** start PASSAGE SHOWN **

Wednesday 4 December 2013

Unanswered questions

Most, if not all, of my older relatives are dead.

My mum died in 1999, my dad in 2011.  My stepdad died many years ago, too.

One of my granddads died before I was even born and my remaining granddad and grandmas have all long departed.

I had an Uncle and Auntie in Rotterdam but I fell out with them when my uncle didn't give a fuck that my mum, his sister, had died.

There might be cousins and other distant relatives out there but I am not going to spend my remaining years trying to find them.  They've never been interested in me before, nor me them.  So let it be.

I was close to my mum.

Neeltje 'Elly' Verburg was born in Rotterdam and met my father Anthony Johansen sometime in the 1950s, presumably when he was visiting the city on some merchant navy ship on which he was serving.  They married - don't know when, don't care - and she came to live in England.

I am guessing they were still a couple when I popped along but I have no memory of him living at our house.

I vaguely remember seeing him occasionally, presumably on leave from said merchant navy, although I can't be certain I'm not remembering seeing sepia-coloured photos of us together.

My mum was not the best educated person in the world but she was streetwise.  We lived together in the marital home, except it wasn't, for many years.  She knew no one save the people she met through work (she always worked, never once went to seek benefits) and my father's parents who lived a mile away.

** end PASSAGE SHOWN **

## GIVEN REQUEST 1
Which years or decades does the blog post about the writer's relatives mention, counting its date line?

** start RECORDS SUPPLIED **

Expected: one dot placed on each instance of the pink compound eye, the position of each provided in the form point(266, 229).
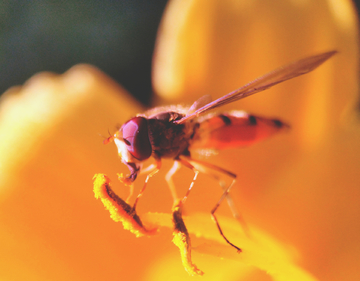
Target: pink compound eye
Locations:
point(136, 137)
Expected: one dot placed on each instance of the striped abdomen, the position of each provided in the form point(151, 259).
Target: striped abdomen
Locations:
point(234, 129)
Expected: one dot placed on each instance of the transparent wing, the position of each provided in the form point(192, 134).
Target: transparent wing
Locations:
point(265, 82)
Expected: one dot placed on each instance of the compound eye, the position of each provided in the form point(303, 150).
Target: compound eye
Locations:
point(136, 137)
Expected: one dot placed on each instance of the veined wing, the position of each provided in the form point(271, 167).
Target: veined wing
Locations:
point(265, 82)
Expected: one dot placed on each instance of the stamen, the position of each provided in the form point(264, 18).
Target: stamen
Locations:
point(182, 241)
point(118, 208)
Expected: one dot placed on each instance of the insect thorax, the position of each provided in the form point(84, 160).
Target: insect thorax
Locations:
point(167, 138)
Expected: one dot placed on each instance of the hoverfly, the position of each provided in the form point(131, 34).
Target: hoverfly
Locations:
point(174, 131)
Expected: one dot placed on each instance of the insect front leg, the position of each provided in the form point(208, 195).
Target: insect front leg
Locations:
point(151, 170)
point(200, 166)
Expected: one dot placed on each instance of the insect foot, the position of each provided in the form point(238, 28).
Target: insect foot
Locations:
point(118, 208)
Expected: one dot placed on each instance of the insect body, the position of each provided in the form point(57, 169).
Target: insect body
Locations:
point(174, 131)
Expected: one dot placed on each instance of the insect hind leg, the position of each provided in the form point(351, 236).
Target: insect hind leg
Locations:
point(200, 166)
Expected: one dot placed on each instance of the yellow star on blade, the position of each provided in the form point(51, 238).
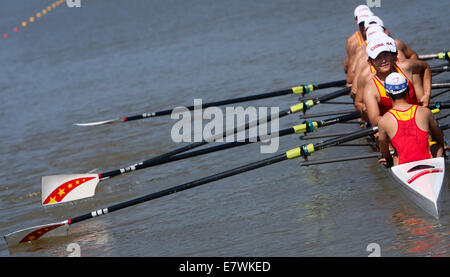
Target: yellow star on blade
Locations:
point(61, 192)
point(52, 200)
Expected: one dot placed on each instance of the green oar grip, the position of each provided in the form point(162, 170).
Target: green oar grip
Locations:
point(303, 89)
point(306, 127)
point(303, 150)
point(302, 106)
point(444, 55)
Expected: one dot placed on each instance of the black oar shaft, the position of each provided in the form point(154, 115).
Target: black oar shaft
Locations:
point(291, 154)
point(349, 137)
point(441, 85)
point(301, 89)
point(182, 187)
point(162, 158)
point(302, 128)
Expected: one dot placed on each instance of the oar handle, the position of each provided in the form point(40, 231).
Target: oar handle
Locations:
point(164, 157)
point(179, 188)
point(299, 89)
point(349, 137)
point(440, 85)
point(333, 95)
point(444, 55)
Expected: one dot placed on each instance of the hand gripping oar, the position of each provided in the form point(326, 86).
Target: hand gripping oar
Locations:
point(302, 89)
point(444, 55)
point(69, 187)
point(440, 68)
point(61, 228)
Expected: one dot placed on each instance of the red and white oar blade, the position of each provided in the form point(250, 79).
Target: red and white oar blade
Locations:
point(68, 187)
point(98, 123)
point(37, 232)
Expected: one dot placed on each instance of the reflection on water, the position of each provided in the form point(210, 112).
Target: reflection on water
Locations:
point(417, 236)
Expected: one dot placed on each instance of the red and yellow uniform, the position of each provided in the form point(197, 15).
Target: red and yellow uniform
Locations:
point(385, 103)
point(410, 142)
point(360, 39)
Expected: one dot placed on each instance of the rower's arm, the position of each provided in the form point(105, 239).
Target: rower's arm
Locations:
point(423, 68)
point(371, 103)
point(436, 132)
point(409, 53)
point(350, 49)
point(359, 93)
point(383, 141)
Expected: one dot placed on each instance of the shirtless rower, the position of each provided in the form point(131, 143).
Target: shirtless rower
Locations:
point(364, 70)
point(357, 38)
point(374, 29)
point(376, 101)
point(407, 127)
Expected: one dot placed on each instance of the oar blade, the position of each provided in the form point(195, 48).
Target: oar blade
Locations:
point(98, 123)
point(37, 232)
point(68, 187)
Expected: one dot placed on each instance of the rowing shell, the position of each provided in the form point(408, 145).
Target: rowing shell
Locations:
point(425, 182)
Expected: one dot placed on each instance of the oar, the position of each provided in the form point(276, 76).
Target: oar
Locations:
point(444, 55)
point(57, 189)
point(62, 228)
point(302, 89)
point(440, 68)
point(440, 85)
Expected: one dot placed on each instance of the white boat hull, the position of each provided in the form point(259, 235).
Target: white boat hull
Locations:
point(425, 182)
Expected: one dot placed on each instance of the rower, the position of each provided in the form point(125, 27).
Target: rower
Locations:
point(407, 126)
point(359, 70)
point(358, 38)
point(381, 57)
point(364, 70)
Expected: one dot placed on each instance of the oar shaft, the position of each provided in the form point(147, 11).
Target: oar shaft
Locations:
point(163, 158)
point(349, 137)
point(300, 89)
point(441, 85)
point(333, 95)
point(444, 55)
point(182, 187)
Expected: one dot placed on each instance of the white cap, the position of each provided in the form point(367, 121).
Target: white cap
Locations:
point(362, 17)
point(375, 19)
point(376, 46)
point(390, 42)
point(361, 9)
point(374, 32)
point(395, 83)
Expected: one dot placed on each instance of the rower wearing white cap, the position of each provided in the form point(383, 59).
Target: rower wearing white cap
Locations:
point(364, 70)
point(407, 126)
point(357, 38)
point(381, 57)
point(374, 29)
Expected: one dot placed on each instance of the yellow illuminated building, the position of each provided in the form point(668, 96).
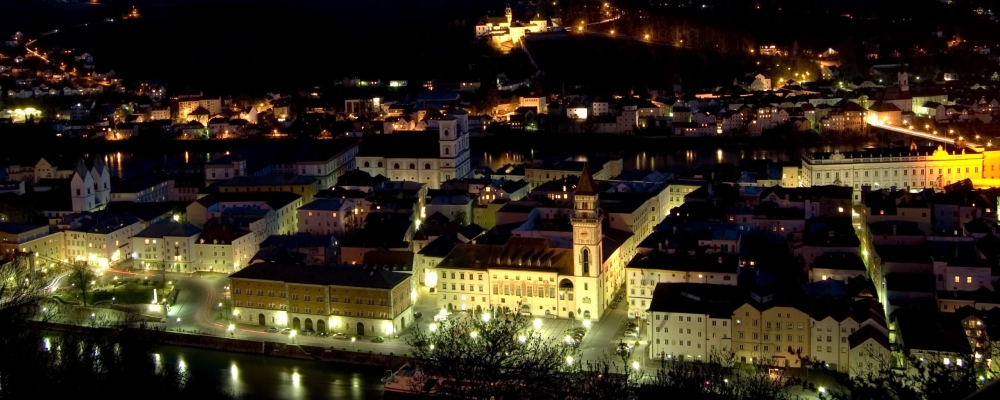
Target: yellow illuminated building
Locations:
point(915, 168)
point(26, 238)
point(354, 301)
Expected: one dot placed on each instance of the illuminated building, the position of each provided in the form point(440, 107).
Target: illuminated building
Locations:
point(354, 301)
point(531, 276)
point(501, 30)
point(913, 169)
point(419, 156)
point(101, 242)
point(50, 247)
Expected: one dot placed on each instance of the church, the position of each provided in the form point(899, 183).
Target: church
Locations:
point(504, 30)
point(426, 157)
point(530, 275)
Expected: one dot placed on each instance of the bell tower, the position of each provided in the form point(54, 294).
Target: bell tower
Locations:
point(586, 223)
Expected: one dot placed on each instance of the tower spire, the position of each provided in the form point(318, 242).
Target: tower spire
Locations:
point(586, 186)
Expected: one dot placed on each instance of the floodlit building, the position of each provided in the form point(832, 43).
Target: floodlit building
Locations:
point(350, 300)
point(530, 275)
point(914, 168)
point(691, 321)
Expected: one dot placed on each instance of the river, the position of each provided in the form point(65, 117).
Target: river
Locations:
point(661, 158)
point(262, 377)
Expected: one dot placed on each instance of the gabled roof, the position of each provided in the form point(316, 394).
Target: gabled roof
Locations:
point(868, 332)
point(327, 276)
point(169, 228)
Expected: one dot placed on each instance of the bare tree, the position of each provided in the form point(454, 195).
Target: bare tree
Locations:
point(80, 274)
point(494, 357)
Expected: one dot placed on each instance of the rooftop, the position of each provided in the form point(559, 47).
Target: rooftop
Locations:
point(327, 276)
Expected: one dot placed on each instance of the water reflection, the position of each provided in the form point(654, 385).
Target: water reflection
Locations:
point(259, 377)
point(662, 159)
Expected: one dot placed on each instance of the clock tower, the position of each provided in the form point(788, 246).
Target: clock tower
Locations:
point(586, 223)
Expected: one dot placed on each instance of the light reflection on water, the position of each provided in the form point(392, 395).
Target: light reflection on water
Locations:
point(665, 159)
point(259, 377)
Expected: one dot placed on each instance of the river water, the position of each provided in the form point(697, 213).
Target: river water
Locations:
point(125, 165)
point(261, 377)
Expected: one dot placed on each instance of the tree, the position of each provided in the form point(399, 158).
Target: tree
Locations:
point(915, 378)
point(80, 274)
point(462, 218)
point(722, 378)
point(493, 356)
point(92, 363)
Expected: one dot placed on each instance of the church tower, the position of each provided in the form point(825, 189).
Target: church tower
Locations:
point(587, 249)
point(102, 182)
point(586, 223)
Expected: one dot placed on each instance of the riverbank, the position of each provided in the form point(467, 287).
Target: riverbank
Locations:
point(265, 348)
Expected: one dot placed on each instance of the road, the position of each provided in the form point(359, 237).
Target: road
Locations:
point(925, 135)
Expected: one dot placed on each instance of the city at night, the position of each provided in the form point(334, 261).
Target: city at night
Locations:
point(500, 199)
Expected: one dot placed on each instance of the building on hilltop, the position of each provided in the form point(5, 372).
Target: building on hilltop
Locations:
point(417, 156)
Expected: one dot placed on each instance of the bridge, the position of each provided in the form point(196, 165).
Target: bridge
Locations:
point(932, 135)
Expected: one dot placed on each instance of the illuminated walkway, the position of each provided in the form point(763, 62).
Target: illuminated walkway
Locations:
point(929, 136)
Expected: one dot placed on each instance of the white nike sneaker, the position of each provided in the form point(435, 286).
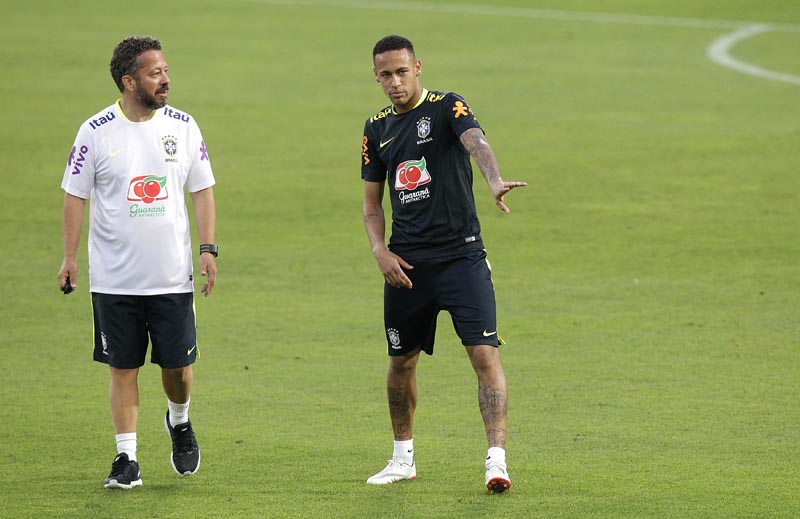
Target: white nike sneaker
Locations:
point(397, 469)
point(497, 479)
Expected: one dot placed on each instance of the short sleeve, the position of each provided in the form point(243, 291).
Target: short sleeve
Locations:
point(81, 166)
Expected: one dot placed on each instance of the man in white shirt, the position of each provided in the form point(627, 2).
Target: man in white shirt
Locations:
point(135, 159)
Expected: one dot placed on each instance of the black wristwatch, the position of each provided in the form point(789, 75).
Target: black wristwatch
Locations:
point(211, 248)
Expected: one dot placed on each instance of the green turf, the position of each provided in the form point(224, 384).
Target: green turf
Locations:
point(647, 277)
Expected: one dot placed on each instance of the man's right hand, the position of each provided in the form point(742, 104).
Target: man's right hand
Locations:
point(392, 266)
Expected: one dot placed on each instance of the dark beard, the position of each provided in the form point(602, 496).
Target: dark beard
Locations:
point(150, 100)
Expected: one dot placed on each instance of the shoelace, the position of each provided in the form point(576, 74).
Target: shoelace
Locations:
point(119, 466)
point(497, 465)
point(182, 439)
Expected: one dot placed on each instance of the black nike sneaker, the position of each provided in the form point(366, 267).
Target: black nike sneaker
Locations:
point(124, 473)
point(185, 457)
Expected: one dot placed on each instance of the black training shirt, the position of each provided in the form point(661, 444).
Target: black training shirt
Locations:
point(429, 174)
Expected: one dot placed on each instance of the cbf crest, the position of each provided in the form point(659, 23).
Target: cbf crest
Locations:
point(394, 338)
point(170, 145)
point(424, 127)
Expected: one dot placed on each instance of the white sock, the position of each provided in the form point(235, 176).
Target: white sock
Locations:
point(403, 449)
point(126, 442)
point(496, 454)
point(178, 413)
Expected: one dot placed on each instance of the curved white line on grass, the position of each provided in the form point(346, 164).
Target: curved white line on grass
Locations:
point(527, 12)
point(719, 52)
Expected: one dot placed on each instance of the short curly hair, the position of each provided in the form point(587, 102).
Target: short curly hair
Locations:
point(393, 42)
point(125, 61)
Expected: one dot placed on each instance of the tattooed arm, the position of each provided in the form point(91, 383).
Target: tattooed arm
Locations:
point(476, 144)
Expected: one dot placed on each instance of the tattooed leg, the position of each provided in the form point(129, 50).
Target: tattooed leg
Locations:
point(401, 390)
point(492, 392)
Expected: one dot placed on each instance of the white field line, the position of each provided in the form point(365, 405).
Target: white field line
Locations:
point(718, 51)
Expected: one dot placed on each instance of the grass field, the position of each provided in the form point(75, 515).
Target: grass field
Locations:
point(648, 279)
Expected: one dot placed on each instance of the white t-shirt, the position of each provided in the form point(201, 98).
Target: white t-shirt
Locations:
point(135, 174)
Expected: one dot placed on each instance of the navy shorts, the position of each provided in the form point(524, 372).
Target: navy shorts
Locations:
point(460, 285)
point(124, 324)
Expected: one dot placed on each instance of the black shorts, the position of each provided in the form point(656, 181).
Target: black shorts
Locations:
point(460, 285)
point(123, 324)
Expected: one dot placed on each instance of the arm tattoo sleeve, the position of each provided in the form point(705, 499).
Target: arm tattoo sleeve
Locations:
point(478, 147)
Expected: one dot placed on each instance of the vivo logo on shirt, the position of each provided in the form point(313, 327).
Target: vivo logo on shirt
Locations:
point(79, 160)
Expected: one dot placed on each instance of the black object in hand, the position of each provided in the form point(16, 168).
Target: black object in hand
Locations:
point(67, 288)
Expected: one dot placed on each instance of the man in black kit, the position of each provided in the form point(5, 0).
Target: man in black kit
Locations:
point(420, 146)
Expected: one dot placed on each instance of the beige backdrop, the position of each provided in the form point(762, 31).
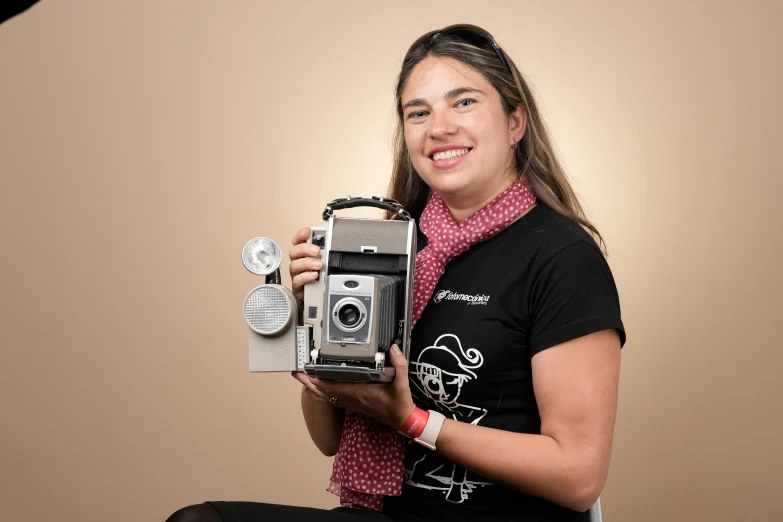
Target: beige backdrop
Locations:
point(143, 143)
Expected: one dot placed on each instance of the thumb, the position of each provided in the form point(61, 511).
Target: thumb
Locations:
point(399, 362)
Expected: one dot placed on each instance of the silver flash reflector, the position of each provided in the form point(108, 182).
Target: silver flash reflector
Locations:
point(261, 256)
point(268, 309)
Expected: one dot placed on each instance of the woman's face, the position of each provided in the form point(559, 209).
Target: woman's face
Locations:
point(459, 138)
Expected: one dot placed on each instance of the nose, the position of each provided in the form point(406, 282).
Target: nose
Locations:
point(442, 126)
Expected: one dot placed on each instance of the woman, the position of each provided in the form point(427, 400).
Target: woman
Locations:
point(515, 352)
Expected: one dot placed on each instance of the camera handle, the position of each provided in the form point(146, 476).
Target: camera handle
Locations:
point(377, 202)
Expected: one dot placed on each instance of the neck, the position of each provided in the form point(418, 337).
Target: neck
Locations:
point(462, 206)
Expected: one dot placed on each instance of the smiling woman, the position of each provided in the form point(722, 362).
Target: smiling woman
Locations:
point(510, 388)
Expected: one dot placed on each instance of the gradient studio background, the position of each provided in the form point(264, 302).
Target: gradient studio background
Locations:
point(143, 143)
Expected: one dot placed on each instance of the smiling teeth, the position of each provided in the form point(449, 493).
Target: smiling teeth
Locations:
point(440, 156)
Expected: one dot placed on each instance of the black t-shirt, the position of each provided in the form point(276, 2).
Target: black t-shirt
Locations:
point(538, 283)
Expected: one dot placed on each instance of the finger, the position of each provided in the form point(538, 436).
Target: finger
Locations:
point(301, 236)
point(303, 250)
point(304, 264)
point(304, 379)
point(298, 281)
point(400, 364)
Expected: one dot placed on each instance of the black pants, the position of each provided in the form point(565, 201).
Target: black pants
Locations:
point(258, 512)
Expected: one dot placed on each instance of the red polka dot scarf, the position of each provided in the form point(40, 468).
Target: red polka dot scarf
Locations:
point(370, 461)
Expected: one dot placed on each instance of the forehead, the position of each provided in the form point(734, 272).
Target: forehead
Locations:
point(434, 76)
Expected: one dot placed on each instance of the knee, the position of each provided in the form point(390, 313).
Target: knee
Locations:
point(195, 513)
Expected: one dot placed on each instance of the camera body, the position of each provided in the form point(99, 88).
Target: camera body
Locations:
point(359, 305)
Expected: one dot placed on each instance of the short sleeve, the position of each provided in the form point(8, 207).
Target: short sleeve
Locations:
point(573, 295)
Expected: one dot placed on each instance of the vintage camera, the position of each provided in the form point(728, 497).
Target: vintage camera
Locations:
point(352, 314)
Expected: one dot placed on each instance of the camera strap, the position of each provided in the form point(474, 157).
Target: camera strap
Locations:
point(350, 202)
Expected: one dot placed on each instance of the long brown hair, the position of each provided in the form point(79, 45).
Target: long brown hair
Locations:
point(535, 154)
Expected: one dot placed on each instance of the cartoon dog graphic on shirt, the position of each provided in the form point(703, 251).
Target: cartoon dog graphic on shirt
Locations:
point(440, 372)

** end RECORDS SUPPLIED **

## GIVEN REQUEST 2
Print, unchanged, the part of the records that opens with the line containing "Expected: one dot placed on each instance of the riverbank, the" and closes with the line containing "point(265, 348)".

## COMPLETE ANSWER 1
2013, 1999, 2011, the 1950s

## COMPLETE ANSWER 2
Expected: one dot placed on each instance of the riverbank, the position of each provided in the form point(467, 287).
Target: riverbank
Locations:
point(265, 348)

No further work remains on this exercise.